Entries from a collection
###

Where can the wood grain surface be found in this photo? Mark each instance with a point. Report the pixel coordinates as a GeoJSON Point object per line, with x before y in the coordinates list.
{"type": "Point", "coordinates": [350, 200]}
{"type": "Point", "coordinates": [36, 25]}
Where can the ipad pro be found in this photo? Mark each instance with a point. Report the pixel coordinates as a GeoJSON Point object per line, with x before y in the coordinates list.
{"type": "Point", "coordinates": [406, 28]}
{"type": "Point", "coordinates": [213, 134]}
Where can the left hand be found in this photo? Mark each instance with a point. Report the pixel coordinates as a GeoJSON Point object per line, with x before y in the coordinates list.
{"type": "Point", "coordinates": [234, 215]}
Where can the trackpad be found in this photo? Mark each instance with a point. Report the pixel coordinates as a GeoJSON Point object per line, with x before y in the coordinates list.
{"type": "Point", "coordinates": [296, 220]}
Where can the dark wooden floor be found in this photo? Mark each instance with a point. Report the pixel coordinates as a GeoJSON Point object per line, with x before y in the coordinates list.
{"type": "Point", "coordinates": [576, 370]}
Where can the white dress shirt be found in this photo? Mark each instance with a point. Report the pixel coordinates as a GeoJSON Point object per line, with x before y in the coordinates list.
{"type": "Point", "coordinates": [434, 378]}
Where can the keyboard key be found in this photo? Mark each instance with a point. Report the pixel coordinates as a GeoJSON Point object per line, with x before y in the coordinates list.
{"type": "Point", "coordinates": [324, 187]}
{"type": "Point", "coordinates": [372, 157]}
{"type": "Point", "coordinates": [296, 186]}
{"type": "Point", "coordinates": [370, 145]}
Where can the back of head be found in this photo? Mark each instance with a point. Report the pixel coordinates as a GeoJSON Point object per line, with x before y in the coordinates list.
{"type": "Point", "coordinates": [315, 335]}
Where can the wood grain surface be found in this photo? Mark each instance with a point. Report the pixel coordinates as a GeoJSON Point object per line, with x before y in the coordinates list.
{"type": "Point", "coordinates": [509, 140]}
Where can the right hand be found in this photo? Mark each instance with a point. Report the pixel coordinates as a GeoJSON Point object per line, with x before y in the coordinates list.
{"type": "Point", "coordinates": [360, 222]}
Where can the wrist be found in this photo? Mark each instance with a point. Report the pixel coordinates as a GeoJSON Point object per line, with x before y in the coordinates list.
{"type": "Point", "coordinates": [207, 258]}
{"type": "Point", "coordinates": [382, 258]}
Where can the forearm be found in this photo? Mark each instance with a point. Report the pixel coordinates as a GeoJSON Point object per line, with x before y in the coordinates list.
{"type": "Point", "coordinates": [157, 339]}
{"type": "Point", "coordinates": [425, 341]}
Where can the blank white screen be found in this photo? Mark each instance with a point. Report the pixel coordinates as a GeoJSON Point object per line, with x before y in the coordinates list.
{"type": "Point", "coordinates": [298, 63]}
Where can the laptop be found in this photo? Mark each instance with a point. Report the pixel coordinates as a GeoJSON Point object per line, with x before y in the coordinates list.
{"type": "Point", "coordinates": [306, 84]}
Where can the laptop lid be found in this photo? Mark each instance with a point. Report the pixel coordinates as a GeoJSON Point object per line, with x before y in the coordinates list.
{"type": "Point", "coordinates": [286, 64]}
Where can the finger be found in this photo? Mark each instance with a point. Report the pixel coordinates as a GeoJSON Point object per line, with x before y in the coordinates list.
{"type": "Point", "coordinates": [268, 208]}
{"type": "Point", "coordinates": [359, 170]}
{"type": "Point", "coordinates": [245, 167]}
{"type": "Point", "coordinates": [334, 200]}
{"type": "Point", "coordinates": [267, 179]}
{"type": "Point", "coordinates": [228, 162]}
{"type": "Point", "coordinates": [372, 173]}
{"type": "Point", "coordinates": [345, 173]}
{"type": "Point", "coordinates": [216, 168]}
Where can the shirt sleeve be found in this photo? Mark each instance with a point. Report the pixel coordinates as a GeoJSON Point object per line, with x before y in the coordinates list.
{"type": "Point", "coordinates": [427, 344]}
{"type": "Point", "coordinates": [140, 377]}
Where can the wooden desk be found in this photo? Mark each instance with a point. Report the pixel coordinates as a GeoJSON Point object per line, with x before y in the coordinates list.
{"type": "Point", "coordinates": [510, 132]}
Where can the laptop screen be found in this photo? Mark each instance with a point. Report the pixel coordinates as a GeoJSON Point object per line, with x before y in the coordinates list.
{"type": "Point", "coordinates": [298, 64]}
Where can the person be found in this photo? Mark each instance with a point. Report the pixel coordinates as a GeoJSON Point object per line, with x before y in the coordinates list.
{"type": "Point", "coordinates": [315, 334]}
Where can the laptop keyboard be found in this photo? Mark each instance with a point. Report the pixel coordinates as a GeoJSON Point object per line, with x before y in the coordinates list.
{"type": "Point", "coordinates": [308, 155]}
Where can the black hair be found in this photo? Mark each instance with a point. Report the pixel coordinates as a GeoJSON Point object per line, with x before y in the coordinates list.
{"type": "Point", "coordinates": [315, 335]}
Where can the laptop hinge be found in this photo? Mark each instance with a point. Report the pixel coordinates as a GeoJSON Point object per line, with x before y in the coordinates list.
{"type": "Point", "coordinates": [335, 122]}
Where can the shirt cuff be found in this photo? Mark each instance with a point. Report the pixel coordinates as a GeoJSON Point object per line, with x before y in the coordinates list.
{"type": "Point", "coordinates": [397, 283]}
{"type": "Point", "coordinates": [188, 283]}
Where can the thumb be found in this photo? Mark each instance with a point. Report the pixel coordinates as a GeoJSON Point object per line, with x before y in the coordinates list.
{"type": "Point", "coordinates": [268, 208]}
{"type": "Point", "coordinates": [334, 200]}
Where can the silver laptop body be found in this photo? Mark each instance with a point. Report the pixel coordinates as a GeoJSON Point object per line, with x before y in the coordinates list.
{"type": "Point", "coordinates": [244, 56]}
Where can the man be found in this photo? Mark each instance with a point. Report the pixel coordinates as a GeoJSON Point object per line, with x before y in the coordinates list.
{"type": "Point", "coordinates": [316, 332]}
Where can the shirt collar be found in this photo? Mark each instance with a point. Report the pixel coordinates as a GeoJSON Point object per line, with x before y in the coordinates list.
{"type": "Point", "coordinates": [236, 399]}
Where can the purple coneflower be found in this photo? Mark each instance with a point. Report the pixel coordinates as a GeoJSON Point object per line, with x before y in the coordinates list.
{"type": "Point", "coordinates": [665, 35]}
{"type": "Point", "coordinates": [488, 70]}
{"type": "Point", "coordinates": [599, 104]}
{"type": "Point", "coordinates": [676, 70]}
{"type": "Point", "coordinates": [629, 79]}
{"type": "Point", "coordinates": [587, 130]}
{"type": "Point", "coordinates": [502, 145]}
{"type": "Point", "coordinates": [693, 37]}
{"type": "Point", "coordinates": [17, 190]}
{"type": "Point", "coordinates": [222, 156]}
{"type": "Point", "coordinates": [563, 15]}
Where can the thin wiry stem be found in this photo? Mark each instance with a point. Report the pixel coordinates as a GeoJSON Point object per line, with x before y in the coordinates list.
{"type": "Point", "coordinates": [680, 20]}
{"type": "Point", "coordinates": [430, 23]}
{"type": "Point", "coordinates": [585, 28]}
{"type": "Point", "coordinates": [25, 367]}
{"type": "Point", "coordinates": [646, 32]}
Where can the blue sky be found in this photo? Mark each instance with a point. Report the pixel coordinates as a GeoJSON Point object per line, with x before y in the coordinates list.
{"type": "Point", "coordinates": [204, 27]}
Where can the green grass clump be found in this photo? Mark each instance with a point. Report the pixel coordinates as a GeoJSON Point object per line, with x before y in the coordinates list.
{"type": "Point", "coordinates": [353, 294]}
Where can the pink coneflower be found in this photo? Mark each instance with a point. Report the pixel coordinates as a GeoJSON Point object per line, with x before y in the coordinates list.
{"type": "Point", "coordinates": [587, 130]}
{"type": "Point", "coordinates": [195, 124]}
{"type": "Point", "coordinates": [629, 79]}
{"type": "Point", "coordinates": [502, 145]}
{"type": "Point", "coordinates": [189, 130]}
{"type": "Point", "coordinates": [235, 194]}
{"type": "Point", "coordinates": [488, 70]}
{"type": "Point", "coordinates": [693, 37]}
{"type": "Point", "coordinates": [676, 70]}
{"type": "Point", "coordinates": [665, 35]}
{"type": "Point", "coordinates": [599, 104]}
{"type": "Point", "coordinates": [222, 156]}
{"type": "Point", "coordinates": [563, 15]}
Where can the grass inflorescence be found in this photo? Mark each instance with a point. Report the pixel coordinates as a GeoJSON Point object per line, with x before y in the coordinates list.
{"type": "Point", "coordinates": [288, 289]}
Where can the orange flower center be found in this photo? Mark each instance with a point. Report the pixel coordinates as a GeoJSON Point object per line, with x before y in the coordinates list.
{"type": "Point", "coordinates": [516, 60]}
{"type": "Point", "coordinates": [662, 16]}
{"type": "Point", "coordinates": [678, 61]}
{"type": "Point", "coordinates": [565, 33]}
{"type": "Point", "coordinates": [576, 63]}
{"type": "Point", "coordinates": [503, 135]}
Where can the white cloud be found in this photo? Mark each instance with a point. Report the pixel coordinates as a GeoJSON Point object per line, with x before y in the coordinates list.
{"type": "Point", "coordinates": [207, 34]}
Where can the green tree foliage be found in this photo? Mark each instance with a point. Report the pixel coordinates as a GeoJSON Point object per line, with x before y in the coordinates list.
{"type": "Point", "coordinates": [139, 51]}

###

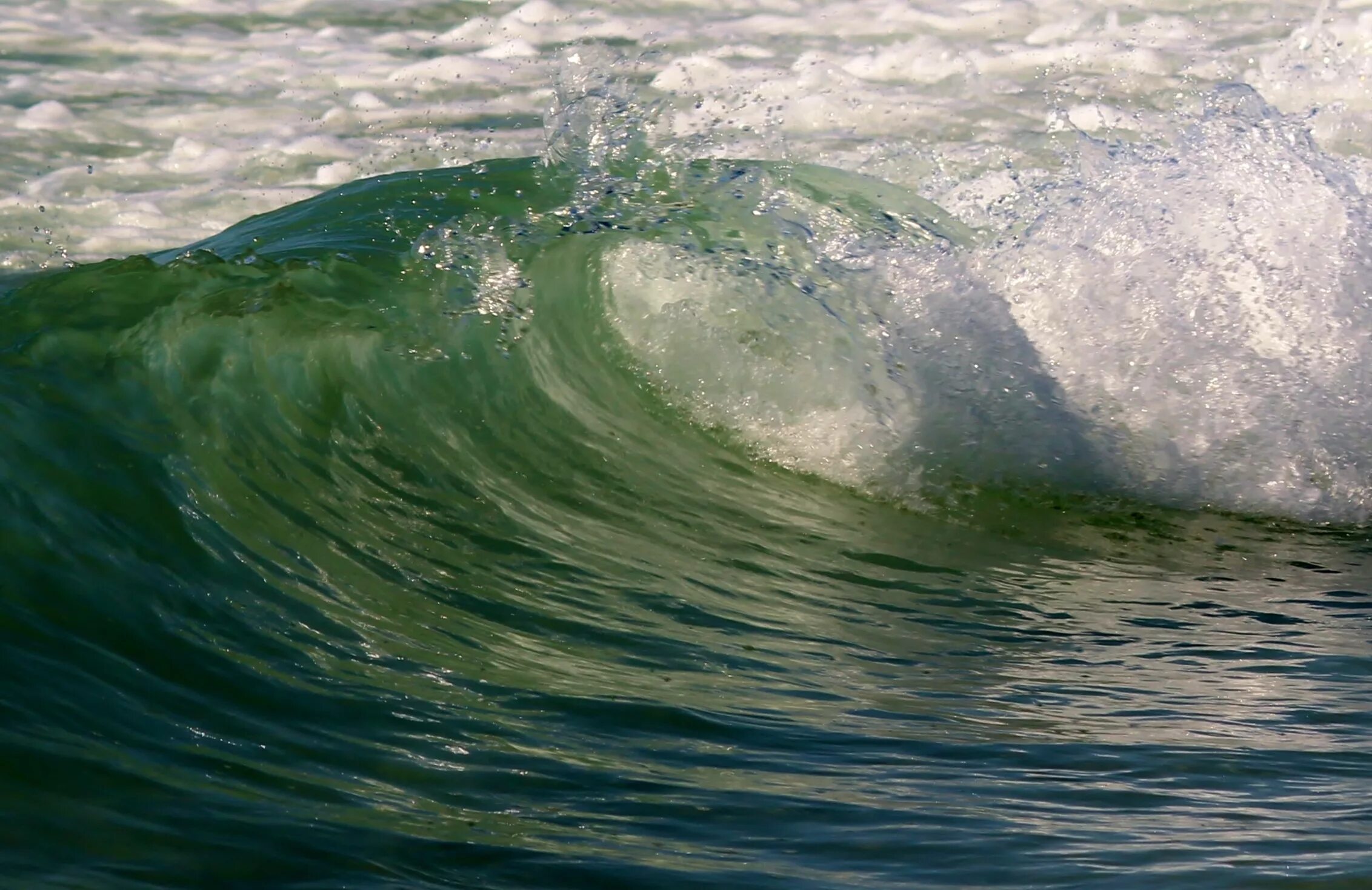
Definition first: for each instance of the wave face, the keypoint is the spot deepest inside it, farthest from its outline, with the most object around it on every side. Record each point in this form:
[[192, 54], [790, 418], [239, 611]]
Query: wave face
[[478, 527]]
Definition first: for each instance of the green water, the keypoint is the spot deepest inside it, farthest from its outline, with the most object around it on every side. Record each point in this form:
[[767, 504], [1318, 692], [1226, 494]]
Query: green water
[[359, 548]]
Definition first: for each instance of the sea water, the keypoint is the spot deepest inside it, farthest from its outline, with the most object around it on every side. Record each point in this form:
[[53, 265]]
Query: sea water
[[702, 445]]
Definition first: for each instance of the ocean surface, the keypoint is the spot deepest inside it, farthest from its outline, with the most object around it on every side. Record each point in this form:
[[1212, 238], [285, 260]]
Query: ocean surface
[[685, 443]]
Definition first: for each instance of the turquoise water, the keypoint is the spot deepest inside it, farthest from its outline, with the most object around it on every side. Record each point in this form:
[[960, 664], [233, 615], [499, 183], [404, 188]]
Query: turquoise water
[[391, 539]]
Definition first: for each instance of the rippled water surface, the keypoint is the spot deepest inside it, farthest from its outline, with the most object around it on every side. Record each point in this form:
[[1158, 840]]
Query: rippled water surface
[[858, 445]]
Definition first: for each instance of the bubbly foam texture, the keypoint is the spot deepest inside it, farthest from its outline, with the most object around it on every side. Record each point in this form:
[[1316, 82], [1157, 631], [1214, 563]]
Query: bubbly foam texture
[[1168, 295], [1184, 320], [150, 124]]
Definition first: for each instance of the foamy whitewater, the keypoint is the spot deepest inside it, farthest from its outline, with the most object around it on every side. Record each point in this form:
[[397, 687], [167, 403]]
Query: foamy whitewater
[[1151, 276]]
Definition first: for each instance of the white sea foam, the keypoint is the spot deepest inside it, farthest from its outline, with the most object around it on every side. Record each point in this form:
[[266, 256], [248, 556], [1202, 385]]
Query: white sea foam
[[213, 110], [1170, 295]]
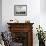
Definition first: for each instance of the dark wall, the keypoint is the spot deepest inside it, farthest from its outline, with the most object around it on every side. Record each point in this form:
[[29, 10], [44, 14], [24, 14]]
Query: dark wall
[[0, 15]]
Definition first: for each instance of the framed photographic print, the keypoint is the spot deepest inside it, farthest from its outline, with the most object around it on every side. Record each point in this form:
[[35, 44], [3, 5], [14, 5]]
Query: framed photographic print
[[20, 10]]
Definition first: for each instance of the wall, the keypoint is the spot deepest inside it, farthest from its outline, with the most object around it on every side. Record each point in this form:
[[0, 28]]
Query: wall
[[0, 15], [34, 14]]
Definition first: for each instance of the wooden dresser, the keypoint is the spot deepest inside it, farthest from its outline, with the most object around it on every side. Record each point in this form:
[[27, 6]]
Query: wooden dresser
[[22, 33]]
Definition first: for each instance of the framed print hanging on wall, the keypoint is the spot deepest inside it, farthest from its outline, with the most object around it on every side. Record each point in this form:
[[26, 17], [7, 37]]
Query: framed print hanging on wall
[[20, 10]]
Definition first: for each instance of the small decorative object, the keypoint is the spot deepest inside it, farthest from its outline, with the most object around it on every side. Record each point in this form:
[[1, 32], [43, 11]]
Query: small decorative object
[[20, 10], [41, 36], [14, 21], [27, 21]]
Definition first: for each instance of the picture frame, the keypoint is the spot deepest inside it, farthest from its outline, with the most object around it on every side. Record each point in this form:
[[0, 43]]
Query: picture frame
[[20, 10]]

###

Please return every line of the listing that contains the string "hanging", copying each one in full.

Definition first: for each instance of the framed print hanging on wall, the keypoint is the spot deepest inside it, farthest from its outline, with the most object around it on every side. Record each point in this form:
Query: framed print hanging on wall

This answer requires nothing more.